LIST OF TASKS:
**1.** In the antitrust footnotes, explain why the court discounts plaintiffs' reliance on Las Vegas Merchant Plumbers Assn. v. United States. Answer in one to three sentences.
**2.** Continue the antitrust footnotes from the point where the text stops.

DOCUMENT EXTRACT:
The lack of proper authentication is aggravated by the fact that most of the documentary evidence entered as exhibits lacks signatures, letterheads, and other distinctive markings, For example, none of the exhibits which comprise the preponderance of plaintiffs’ evidence on prices and advertising bear the name or the signature of the executor: i.e., Exhibits 6, 7, 9-4, 9-5, 9-12, 10, 14, 17, 20, 21 and 22.

[10] E.g., Plaintiffs’ Memorandum p. 7:28-32 regarding the major distributors’ purported control of “virtually all sales of phonograph records and tapes in the United States,” and the centralization of retailing in California in the hands of a few favored retailers.

Plaintiffs’ Memorandum at p. 15 regarding alleged concentration of the retail market.

Plaintiffs’ Memorandum at p. 80 regarding the dangerous probability of success of MTS-Towers’ alleged attempt to monopolize.

[11] E.g., Exhibit 5, Plaintiffs’ Memorandum at p. 30:31 to 31:2; Exhibit 9-1 to 9-11, Plaintiffs’ Memorandum at p. 31; and Exhibit 16, Document No. 55029, Plaintiffs’ Memorandum at pp. 45-6.
[12] These figures rely in part upon the questionable accuracy of Mr. Zoslaw’s conclusion that in 1973 the dollar volume of drop sales was $57,236.80. (Zoslaw Declaration at ¶ 4). Combining Mr. Zoslaw’s figure for 1973 with the data previously submitted, the drop shipment total amounts to $90,369.71 or .475% of total sales. Contending persuasively that Zoslaw has double counted, MCA calculates the drop shipments at $74,151.49 or .44% of total sales for 1972-79. See MCA’s Reply Brief, pp. 4-6, supra n. 5.
[13] Declaration of Otto Perry, ¶ 4 (uncontroverted).
[14] See n. 1 supra.
[15] Plaintiffs’ Memorandum merely states, without documentation: “The admission by [Polygram (UDC)] that it arranged for $213,000 in drop shipments raises interstate commerce jurisdiction as a matter of law.” Plaintiffs’ Memorandum at p. 15. Las Vegas Merchant Plumbers Assn. v. United States, 210 F.2d 732 (9th Cir. 1954), the sole authority which plaintiffs rely on, is a Sherman Act case which explicitly applies the “affecting commerce” standard as opposed to the “in commerce” standard applicable here. Furthermore, in that case the drop sales were a “not insubstantial” addition to other significant amounts of interstate sales.

In contrast to plaintiffs’ bald assertion that drop sales were $213,000, we note Polygram’s careful calculation and documentation placing non-drop shipments in the range of 97.4 to 99% of Polygram (UDC)’s total sales. Polygram’s Memorandum, pp. 11-15, filed March 15, 1979, Docket No. 681.

[16] Sections 2(d) and 2(e) of the Robinson-Patman Act, 15 U.S.C. § 13(d) and 13(e) provide:

Payment for services or facilities for processing or sale
(d) It shall be unlawful for any person engaged in commerce to pay or contract for the payment of anything of value or for the benefit of a customer of such person in the course of such commerce as compensation or in consideration for any services or facilities furnished by or through such customer in connection with the processing, handling, sale, or offering for sale of any products or commodities manufactured, sold, or offered for sale by such person, unless such payment or consideration is available on proportionally equal terms to all other customers competing in the distribution of such products or commodities.

SOURCE MATERIAL:

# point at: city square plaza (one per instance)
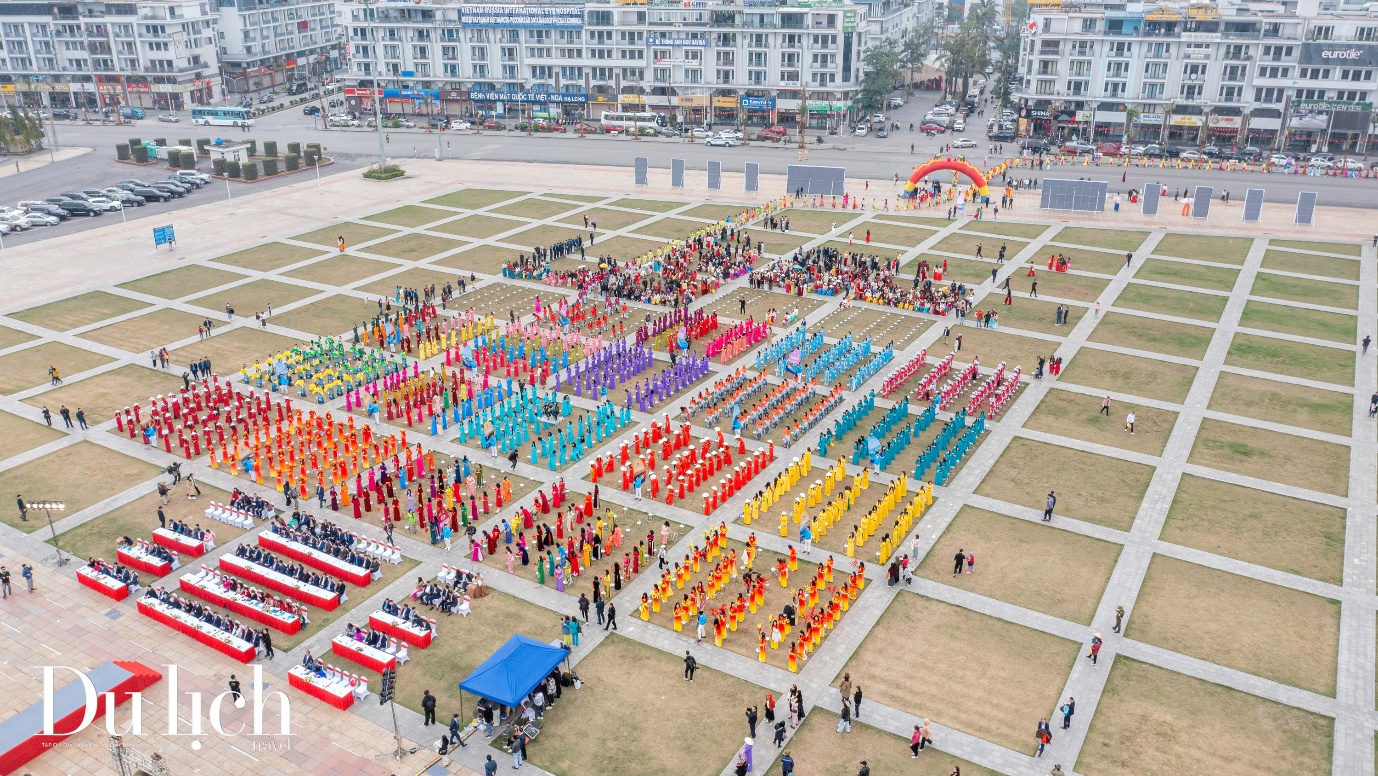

EXERCISE ANSWERS:
**1.** It is a Sherman Act case that explicitly applies the "affecting commerce" standard, not the "in commerce" standard that applies here. Also, the drop sales in that case were a "not insubstantial" addition to other significant amounts of interstate sales.

**2.**
Furnishing services or facilities for processing, handling, etc.
(e) It shall be unlawful for any person to discriminate in favor of one purchaser against another purchaser or purchasers of as commodity bought for resale, with or without processing, by contracting to furnish or furnishing, or by contributing to the furnishing of, any services or facilities connected with the processing, handling, sale, or offering for sale of such commodity so purchased upon terms not accorded to all purchasers on proportionally equal terms.

[17] E.g., Affidavit of Charles Zoslaw, dated October 9, 1976, p. 1:26 to 2:20; Complaint, ¶ 18; and Plaintiffs’ Memorandum at pp. 45-6. See also WEA’s Memorandum at p. 23, filed March 16, 1979, Docket No. 688.
[18] Plaintiffs’ Memorandum at p. 71.
[19] Indeed, plaintiffs have advanced no rationale as to why competing distributors would combine in order to lower prices for retail accounts. Such a combination is counter-intuitive. The more likely object of a combination among distributors would be to withstand demands by large accounts for lower prices.

Compounding the failure to explain the motivation for the purported combination to lower retail prices, plaintiffs inconsistently assert the existence of a distributors’ scheme to maintain retail prices. Compare Plaintiffs’ Memorandum pp. 36-7, which allege low selling practices with pp. 48-50, which allege price maintenance.

Plaintiffs’ only reference to the required showing of motivation is a single sentence which reads “The reward of group conspiracy, the raising of list and cost prices, the ease of early market penetration with albums, but with extensive returns allowed to the favored chains, the control of entry into distribution provided the motivation.”

This conclusory allegation, hardly amounts to a showing of motivation and is without support in the record.

[20] Section 2 of the Clayton Act, 38 Stat. 730 (1914) — later amended by the Robinson-Patman Act — which made price and promotional discriminations unlawful under certain circumstances was enacted because the Sherman Act did not proscribe such discriminations.

The Senate Report on the Clayton Act states “The Bill, in its treatment of unlawful restraints and monopolies, seeks to prohibit and make unlawful certain trade practices, which, as a rule, singly and in themselves, are not covered by the [Sherman Act].” S.Rep. No. 698, 63d Cong., 2d Sess. at 2.

In the House debate on the Clayton Act, Representative John C. Floyd, one of the three framers of the Act, stated that price discrimination “has never been held to be a violation of the Sherman Law, and, in my opinion, such act of discrimination is not within the purview of the Sherman Law as it now exists . . .” House Debate, 63d Cong., 2d Sess., May 25, 1914, at 9200, reprinted in 2 E. Kinter, The Legislative History of the Federal Antitrust Laws and Related Statutes, p. 1325 (1978). See also 15 Cong.Rec. 9199-9200 (1914).

[21] E.g., Plaintiffs’ Memorandum pp. 34, 58-60, 78-9.